Written instruction 1 — Please return every line of the records that contains the word "pole".

Extract provided —
----------------------------------------
The API as sketched above doesn't deeply assume single-threadedness
for the "find object by SHA" or "add object if it doesn't exist".
There is a single-threaded assumption for begin/end-transaction.  The
implementation can use pthread_once to handle anything that needs to
be done lazily when adding objects.

> > Btw, I'm planning in a future series to reduce the system calls
> > involved in renaming a file by taking advantage of the renameat2
> > system call and equivalents on other platforms.  There's a pretty
> > strong motivation to do that on Windows.
>
> What do you have in mind for renameat2() specifically?  I.e. which of
> the 3x flags it implements will benefit us? RENAME_NOREPLACE to "move"
> the tmp_OBJ to an eventual OBJ?
>

Yes RENAME_NOREPLACE.  I'd want to introduce a helper called
git_rename_noreplace and use it instead of the link dance.

> Generally: There's some low-hanging fruit there. E.g. for tmp-objdir we
> slavishly go through the motion of writing an tmp_OBJ, writing (and
> possibly syncing it), then renaming that tmp_OBJ to OBJ.
>
> We could clearly just avoid that in some/all cases that use
> tmp-objdir. I.e. we're writing to a temporary store anyway, so why the
> tmp_OBJ files? We could just write to the final destinations instead,
> they're not reachable (by ref or OID lookup) from anyone else yet.
>

We were thinking before that there could be some concurrency in the
tmp_objdir, though I personally don't believe it's possible for the
typical bulk checkin case.  Using the final name in the tmp objdir
would be a nice optimization, but I think that it's a separable
concern that shouldn't block the bigger win from eliminating the cache
flushes.

> But even then I don't see how you'd get away with reducing some classes
> of syscalls past the 2x increase for some (leading an overall increase,
> but not a ~2x overall increase as noted in:
> https://lore.kernel.org/git/RFC-patch-7.7-481f1d771cb-20220323T033928Z-avarab@gmail.com/)
> as long as you use the tmp-objdir API. It's always going to have to
> write tmpdir/OBJ and link()/rename() that to OBJ.
>
> Now, I do think there's an easy way by extending the API use I've
> introduced in this RFC to do it. I.e. we'd just do:
>
>     ## METHOD FOUR
>     # A -- SAME as THREE, except no rename()
>     write(objects/A.tmp)
>     bulk_fsync(objects/A.tmp)
>     # B -- SAME as THREE, except no rename()
>     write(objects/B.tmp)
>     bulk_fsync(objects/B.tmp)
>     # ref -- SAME
>     write(INDEX.tmp, $(git rev-parse B))
>     fsync(INDEX.tmp)
----------------------------------------
Data provided —
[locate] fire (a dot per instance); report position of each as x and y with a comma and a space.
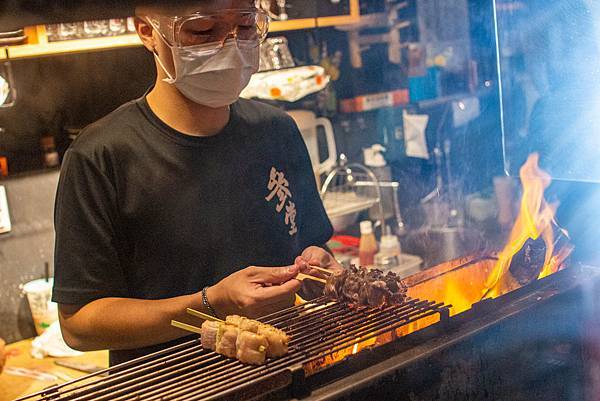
535, 221
531, 245
530, 253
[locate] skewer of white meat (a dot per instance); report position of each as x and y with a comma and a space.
223, 336
208, 338
227, 340
277, 339
251, 348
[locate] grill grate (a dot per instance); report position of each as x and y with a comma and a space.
188, 372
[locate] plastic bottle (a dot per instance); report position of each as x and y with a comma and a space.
389, 255
375, 161
368, 244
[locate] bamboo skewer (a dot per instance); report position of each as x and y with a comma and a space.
302, 276
321, 269
186, 327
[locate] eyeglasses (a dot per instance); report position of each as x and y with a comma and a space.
248, 26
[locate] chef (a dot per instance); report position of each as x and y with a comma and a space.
187, 196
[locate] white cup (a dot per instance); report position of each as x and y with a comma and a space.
43, 310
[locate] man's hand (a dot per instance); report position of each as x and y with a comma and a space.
316, 256
255, 291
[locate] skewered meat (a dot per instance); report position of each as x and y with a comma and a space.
233, 320
360, 286
251, 348
277, 339
243, 323
243, 338
226, 340
209, 334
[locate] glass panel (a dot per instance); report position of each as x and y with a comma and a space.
549, 61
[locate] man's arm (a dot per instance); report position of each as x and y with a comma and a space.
125, 323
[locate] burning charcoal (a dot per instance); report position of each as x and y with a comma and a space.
366, 287
527, 264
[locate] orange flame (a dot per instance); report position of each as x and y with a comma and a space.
535, 220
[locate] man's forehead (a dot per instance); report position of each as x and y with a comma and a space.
190, 7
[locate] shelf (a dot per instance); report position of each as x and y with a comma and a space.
39, 46
72, 46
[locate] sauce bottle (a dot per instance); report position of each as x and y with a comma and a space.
367, 247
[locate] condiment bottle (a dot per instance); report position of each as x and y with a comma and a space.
389, 255
367, 247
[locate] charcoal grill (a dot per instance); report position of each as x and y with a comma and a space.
318, 330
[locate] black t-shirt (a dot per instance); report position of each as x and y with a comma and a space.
144, 211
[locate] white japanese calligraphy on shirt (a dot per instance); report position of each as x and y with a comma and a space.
279, 188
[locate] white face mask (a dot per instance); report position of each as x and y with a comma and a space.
212, 79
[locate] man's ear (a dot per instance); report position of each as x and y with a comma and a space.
144, 31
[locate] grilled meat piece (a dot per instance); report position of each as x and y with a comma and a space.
366, 287
251, 348
277, 339
209, 334
226, 340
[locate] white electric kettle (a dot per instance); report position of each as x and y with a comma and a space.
308, 123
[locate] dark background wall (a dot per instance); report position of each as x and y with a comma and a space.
55, 93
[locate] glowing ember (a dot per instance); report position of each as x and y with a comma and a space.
535, 221
530, 253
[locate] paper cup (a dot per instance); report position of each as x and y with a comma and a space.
43, 310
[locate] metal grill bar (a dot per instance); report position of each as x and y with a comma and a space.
187, 372
315, 350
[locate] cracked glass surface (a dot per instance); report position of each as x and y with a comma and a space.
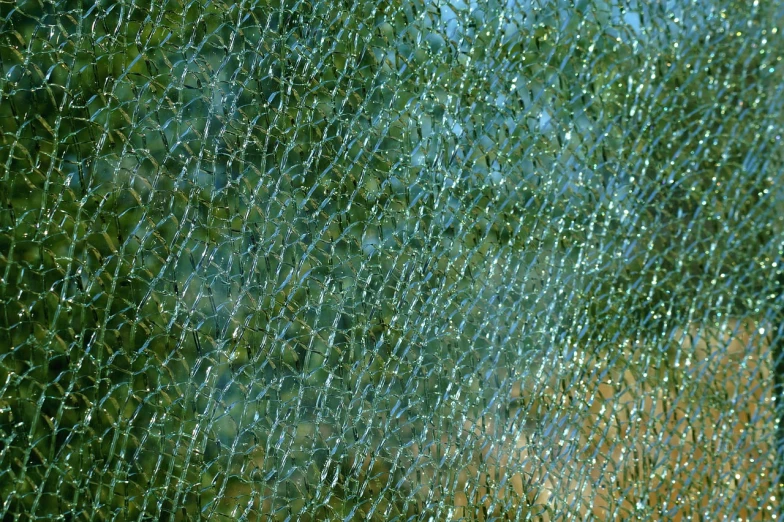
385, 260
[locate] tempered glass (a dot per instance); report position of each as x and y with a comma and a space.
390, 260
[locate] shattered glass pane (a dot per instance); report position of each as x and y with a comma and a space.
391, 260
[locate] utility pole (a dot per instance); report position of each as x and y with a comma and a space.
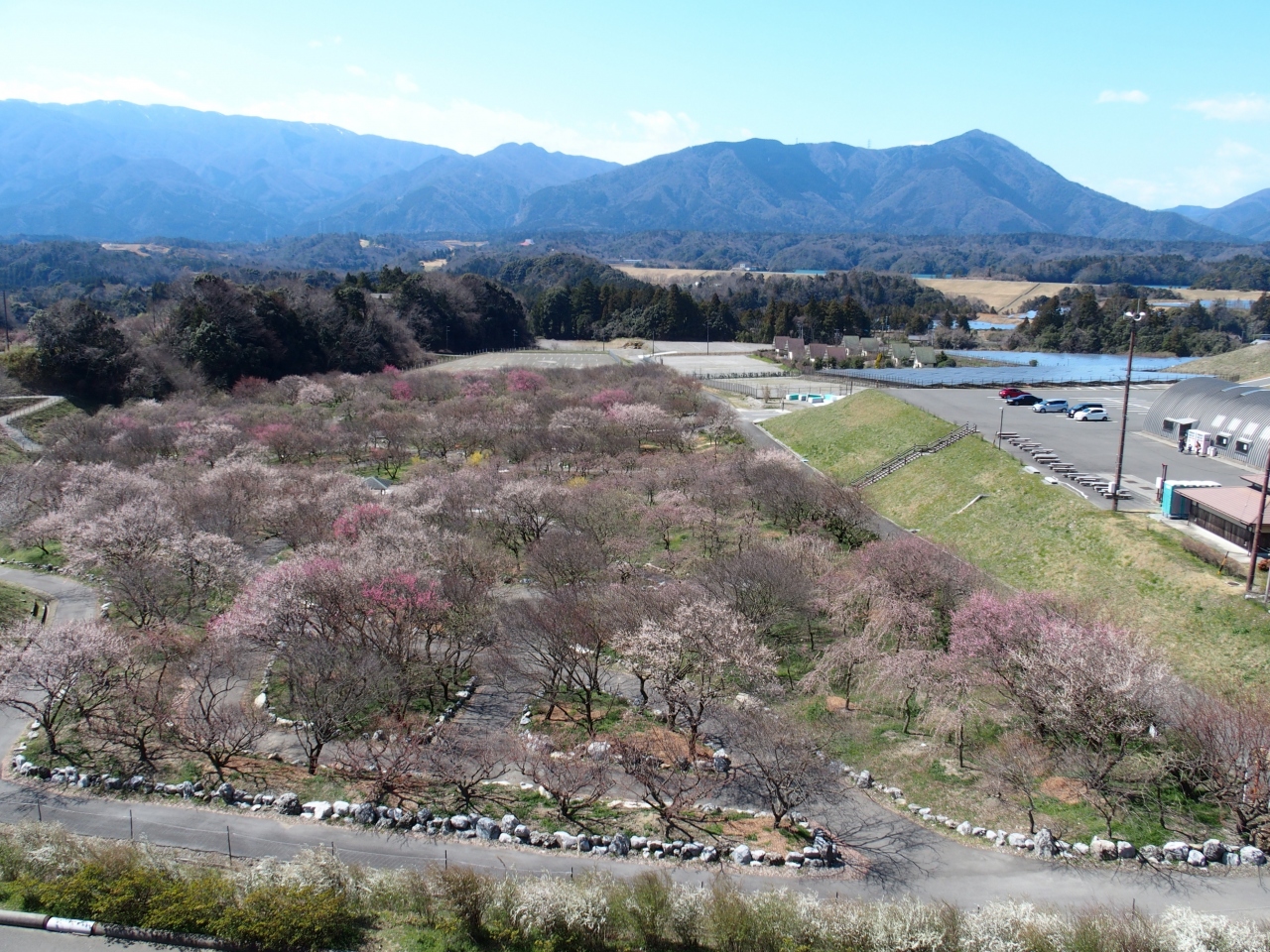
1124, 416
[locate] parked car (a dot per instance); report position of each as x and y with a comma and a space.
1051, 407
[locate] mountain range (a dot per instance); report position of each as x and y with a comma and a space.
123, 172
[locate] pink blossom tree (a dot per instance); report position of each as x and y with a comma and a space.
521, 381
698, 654
59, 673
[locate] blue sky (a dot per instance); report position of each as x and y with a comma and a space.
1159, 103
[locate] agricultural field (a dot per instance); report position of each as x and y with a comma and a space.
1246, 363
1034, 538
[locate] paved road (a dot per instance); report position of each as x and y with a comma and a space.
33, 941
16, 434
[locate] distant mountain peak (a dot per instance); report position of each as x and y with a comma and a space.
118, 171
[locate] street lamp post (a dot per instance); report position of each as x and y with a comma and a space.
1124, 413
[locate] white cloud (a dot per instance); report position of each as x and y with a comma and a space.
1129, 95
1229, 171
1237, 108
391, 105
474, 128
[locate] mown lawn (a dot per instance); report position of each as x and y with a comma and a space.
1042, 537
33, 424
851, 436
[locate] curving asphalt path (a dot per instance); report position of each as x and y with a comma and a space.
903, 858
16, 434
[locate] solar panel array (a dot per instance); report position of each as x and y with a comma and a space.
1002, 376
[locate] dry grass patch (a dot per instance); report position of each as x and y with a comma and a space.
851, 436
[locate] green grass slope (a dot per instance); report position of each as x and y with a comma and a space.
849, 436
14, 604
1042, 537
1246, 363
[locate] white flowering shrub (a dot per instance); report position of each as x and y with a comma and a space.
908, 925
314, 394
1187, 930
1011, 927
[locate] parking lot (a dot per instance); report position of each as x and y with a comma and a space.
1089, 447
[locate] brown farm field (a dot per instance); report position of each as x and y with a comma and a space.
1038, 537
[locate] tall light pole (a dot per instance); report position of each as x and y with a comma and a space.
1124, 414
1256, 529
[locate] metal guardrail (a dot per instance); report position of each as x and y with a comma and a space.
902, 460
760, 375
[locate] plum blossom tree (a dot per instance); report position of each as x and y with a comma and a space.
130, 728
665, 778
780, 760
575, 779
1016, 766
466, 761
695, 656
1089, 689
368, 606
58, 673
521, 381
390, 763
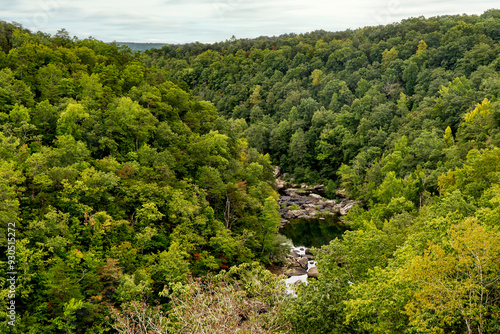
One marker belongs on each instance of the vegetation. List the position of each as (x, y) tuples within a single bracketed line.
[(141, 184)]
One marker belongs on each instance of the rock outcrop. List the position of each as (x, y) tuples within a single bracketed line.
[(305, 202)]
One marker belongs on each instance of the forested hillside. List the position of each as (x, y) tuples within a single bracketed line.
[(131, 176), (116, 182)]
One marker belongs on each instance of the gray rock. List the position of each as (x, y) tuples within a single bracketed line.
[(303, 262), (313, 272), (315, 196), (295, 272)]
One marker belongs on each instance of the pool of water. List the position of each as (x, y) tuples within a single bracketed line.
[(313, 232)]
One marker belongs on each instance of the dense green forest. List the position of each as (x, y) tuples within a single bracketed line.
[(140, 186)]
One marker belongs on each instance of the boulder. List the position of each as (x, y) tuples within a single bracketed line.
[(315, 196), (295, 272), (345, 207), (303, 262), (313, 272)]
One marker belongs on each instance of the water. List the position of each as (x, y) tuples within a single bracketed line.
[(313, 232)]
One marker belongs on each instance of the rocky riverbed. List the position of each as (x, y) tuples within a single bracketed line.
[(306, 202), (303, 201)]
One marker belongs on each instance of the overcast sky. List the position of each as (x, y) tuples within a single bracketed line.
[(183, 21)]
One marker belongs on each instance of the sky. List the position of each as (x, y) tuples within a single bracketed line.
[(207, 21)]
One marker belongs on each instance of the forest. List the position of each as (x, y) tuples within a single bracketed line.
[(137, 189)]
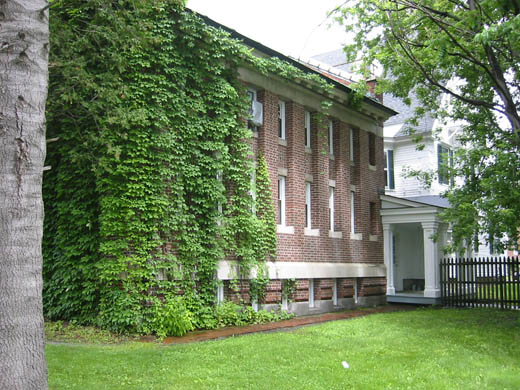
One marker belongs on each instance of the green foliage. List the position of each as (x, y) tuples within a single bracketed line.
[(232, 314), (468, 51), (288, 288), (430, 349), (171, 318), (148, 108), (71, 332)]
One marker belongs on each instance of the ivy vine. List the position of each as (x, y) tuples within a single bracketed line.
[(150, 179)]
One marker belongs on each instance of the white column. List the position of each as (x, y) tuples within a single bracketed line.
[(388, 231), (432, 287)]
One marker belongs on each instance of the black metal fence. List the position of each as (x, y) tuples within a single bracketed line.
[(482, 282)]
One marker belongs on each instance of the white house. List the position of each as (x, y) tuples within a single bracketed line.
[(414, 234)]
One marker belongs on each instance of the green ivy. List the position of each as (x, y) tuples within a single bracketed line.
[(150, 115)]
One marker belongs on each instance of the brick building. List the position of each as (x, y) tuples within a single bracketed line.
[(327, 175)]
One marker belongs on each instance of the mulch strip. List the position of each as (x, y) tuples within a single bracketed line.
[(204, 335)]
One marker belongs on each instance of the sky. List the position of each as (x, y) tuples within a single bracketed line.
[(298, 28)]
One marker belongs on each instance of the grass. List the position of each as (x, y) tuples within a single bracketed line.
[(422, 349)]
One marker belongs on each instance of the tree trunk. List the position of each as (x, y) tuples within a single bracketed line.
[(24, 43)]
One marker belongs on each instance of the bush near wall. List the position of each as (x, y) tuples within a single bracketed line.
[(149, 114)]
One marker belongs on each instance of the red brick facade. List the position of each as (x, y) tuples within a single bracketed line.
[(290, 158)]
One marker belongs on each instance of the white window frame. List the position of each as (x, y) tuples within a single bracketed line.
[(281, 120), (281, 201), (335, 292), (351, 144), (307, 129), (352, 212), (252, 190), (331, 208), (253, 96), (311, 293), (389, 169), (308, 203), (331, 137)]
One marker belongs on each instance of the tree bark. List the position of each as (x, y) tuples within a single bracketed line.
----------------------------------------
Written instruction 2 — In the excerpt on object renaming, what helper does the reply to the renameat2() question propose introducing?

Task solution 1 —
[locate] utility pole (a dot per instance); report position of each as x and y with a comma and a space.
[locate] tall light pole (a dot per instance); report position of each as x and y with a comma and a space.

Task solution 2 — A helper called git_rename_noreplace, to be used instead of the link dance.